WORK REQUIRED. Output all of the data below exactly as given.

Dataset items.
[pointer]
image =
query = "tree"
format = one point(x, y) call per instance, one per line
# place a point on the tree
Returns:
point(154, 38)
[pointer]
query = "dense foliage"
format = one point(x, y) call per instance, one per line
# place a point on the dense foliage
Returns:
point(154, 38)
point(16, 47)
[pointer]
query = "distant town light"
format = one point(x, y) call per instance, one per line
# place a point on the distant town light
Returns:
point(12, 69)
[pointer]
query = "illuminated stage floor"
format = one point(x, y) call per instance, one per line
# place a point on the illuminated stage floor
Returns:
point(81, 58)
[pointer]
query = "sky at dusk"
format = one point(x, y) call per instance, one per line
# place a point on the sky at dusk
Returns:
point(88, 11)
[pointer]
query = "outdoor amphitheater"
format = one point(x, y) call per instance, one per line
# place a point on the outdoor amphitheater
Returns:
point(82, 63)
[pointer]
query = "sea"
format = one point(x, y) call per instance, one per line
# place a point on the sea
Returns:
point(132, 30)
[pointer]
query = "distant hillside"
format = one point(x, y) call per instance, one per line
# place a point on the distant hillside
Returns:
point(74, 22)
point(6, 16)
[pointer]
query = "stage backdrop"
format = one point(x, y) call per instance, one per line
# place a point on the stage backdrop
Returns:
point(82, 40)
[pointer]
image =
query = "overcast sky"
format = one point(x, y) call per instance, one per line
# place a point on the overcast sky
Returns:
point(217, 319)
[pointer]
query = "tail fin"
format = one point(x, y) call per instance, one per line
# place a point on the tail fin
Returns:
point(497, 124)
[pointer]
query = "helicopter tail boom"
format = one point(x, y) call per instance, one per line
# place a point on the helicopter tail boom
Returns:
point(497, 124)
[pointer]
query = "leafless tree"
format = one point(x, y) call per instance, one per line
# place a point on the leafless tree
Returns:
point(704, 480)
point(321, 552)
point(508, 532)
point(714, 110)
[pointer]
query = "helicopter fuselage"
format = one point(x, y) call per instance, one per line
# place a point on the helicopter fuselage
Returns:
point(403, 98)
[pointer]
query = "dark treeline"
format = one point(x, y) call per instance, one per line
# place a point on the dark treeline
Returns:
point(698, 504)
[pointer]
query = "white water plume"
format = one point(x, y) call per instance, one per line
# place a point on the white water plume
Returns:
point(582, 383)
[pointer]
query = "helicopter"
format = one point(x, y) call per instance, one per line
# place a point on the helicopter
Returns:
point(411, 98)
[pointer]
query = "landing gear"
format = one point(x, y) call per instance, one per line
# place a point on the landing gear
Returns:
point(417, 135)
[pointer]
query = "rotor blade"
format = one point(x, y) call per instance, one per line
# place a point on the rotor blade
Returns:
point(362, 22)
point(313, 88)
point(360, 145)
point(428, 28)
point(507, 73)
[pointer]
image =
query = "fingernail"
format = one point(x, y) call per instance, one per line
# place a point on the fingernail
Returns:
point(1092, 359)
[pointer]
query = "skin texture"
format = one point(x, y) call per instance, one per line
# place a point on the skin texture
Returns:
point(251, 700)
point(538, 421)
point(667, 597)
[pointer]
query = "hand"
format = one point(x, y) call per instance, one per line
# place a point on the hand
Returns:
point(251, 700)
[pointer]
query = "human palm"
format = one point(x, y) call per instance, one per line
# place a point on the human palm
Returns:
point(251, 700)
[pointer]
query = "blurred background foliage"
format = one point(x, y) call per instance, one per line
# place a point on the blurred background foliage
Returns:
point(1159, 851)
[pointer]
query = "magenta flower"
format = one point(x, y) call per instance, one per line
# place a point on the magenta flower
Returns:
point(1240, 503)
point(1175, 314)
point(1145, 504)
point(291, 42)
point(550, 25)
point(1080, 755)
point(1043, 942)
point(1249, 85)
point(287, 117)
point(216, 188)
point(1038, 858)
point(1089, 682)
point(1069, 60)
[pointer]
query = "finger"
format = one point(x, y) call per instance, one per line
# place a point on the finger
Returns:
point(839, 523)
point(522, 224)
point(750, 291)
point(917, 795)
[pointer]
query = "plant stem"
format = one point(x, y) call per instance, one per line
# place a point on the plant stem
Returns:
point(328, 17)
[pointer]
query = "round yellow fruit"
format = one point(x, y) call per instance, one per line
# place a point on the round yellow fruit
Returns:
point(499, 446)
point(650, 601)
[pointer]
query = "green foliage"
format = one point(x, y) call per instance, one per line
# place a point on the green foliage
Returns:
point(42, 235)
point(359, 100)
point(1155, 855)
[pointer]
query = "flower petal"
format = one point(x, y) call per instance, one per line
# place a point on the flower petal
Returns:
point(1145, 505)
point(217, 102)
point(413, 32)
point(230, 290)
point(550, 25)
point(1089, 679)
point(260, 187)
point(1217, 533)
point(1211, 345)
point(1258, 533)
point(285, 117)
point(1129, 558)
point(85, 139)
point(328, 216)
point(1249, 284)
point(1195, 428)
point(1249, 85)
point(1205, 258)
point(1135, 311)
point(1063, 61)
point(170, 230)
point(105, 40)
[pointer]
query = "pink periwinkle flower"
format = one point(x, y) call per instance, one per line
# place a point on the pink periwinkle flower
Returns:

RESPONSE TO THIS TASK.
[pointer]
image =
query = "tree"
format = one point(x, y) call per instance, one per line
# place a point on the tree
Returns:
point(154, 38)
[pointer]
query = "dense foliage"
format = one point(x, y) call per instance, one per line
# place a point on the dense foliage
Returns:
point(154, 38)
point(16, 47)
[pointer]
query = "distant town light"
format = one point(x, y) call per instance, one per line
# place a point on the distant town light
Returns:
point(12, 69)
[pointer]
query = "illuminated stage floor"
format = one point(x, y) call per instance, one per line
# place a point on the illuminated stage floor
Returns:
point(81, 58)
[pointer]
query = "sky at dusk"
format = one point(x, y) call per instance, one per line
# place a point on the sky at dusk
Returns:
point(88, 11)
[pointer]
query = "outdoor amphitheater"
format = one point(x, y) call per instance, one per line
# place a point on the outdoor amphitheater
Returns:
point(82, 63)
[pointer]
query = "sea"
format = one point(x, y) call per instance, one per line
# place a point on the sea
Returns:
point(132, 30)
[pointer]
query = "distant hillside"
format = one point(x, y) call per instance, one per line
# place a point on the distant hillside
Returns:
point(74, 22)
point(6, 16)
[pointer]
query = "stage backdrop"
format = one point(x, y) call per instance, one per line
# place a point on the stage backdrop
Returns:
point(82, 40)
[pointer]
image =
query = "overcast sky"
format = one point(x, y) call per instance, one per line
# place a point on the overcast sky
Returns:
point(217, 319)
[pointer]
query = "tail fin"
format = one point(x, y) call per instance, one per line
# place a point on the tail fin
Returns:
point(497, 124)
[pointer]
query = "helicopter tail boom"
format = one point(x, y) call per instance, one per line
# place a point on the helicopter tail boom
Returns:
point(497, 124)
[pointer]
query = "leafless tree"
format = one point(x, y) call per instance, one per line
# place a point on the leafless tree
Returns:
point(704, 480)
point(321, 552)
point(508, 532)
point(714, 110)
[pointer]
query = "helicopter fuselage"
format = one point(x, y) call per instance, one per line
# place a point on the helicopter fuselage
Returns:
point(403, 98)
[pointer]
query = "dark treeline"
format = one point(x, y) call per instance, one per line
# place a point on the dark treeline
Returns:
point(698, 504)
[pointer]
query = "white water plume"
format = one point(x, y) call per instance, one per line
# place a point on the white water plume
Returns:
point(582, 383)
[pointer]
query = "helicopter"
format = one point(x, y) call per instance, one per line
# place a point on the helicopter
Returns:
point(411, 98)
[pointer]
query = "landing gear"
format = one point(x, y) call per instance, one per line
# place a point on the landing gear
Returns:
point(417, 135)
[pointer]
query = "rotor blade"
format = one point(x, y) call per instance, one per line
# place a point on the rotor blade
Returns:
point(362, 22)
point(313, 88)
point(360, 145)
point(428, 28)
point(507, 73)
[pointer]
image =
query = "fingernail"
format = one point(x, y) call per instance, one per line
# place a point on the fingernail
Returns:
point(1092, 359)
[pointer]
query = "skin texture"
format = one point(x, y) call per instance, one per line
# place a point on the skin texture
Returns:
point(251, 700)
point(538, 421)
point(667, 597)
[pointer]
query = "hand"
format = one point(x, y) call per instance, one per line
# place a point on the hand
Returns:
point(251, 700)
[pointer]
query = "human palm"
format = one point(x, y) call per instance, one per line
# place a point on the human palm
Returns:
point(251, 700)
[pointer]
query = "blurred background foliage"
format = one point(x, y) call per instance, one per line
# place a point on the blurred background foliage
Returns:
point(1159, 851)
[pointer]
query = "magenta flower"
format = one point(x, y) call per instance, one per line
# place a point on the magenta flower
Returns:
point(1240, 503)
point(1175, 314)
point(1145, 504)
point(291, 42)
point(550, 25)
point(1080, 755)
point(1043, 942)
point(1249, 85)
point(287, 117)
point(216, 188)
point(1038, 858)
point(1089, 682)
point(1069, 60)
[pointer]
query = "finger"
format = one point(x, y) call per instance, one per line
# place a point on the finger
Returns:
point(839, 523)
point(522, 224)
point(750, 291)
point(917, 795)
[pointer]
query = "plant stem"
format = one point(x, y) call per instance, one per line
# place a point on the plant stem
Returns:
point(328, 17)
[pointer]
query = "round yellow fruit"
format = one point(x, y) call per instance, one per line
# place a point on the round yellow fruit
Returns:
point(499, 446)
point(650, 601)
[pointer]
query = "green foliage"
format = one point(x, y) call per instance, one per line
# place a point on the green foliage
Returns:
point(42, 235)
point(359, 100)
point(1155, 855)
[pointer]
query = "flower petal"
format = one point(x, y) call per instance, one per line
# place a point on the flower petal
Returns:
point(1145, 505)
point(217, 102)
point(413, 32)
point(230, 290)
point(550, 25)
point(1089, 679)
point(260, 187)
point(1217, 533)
point(1211, 345)
point(1258, 533)
point(285, 117)
point(1129, 558)
point(85, 139)
point(328, 216)
point(1249, 284)
point(1195, 428)
point(1249, 85)
point(1205, 258)
point(1135, 311)
point(1063, 61)
point(170, 230)
point(105, 40)
[pointer]
query = "pink periwinkle flower"
format = one point(x, y) call per instance, one per line
# place a point on the pink periwinkle flower
Returns:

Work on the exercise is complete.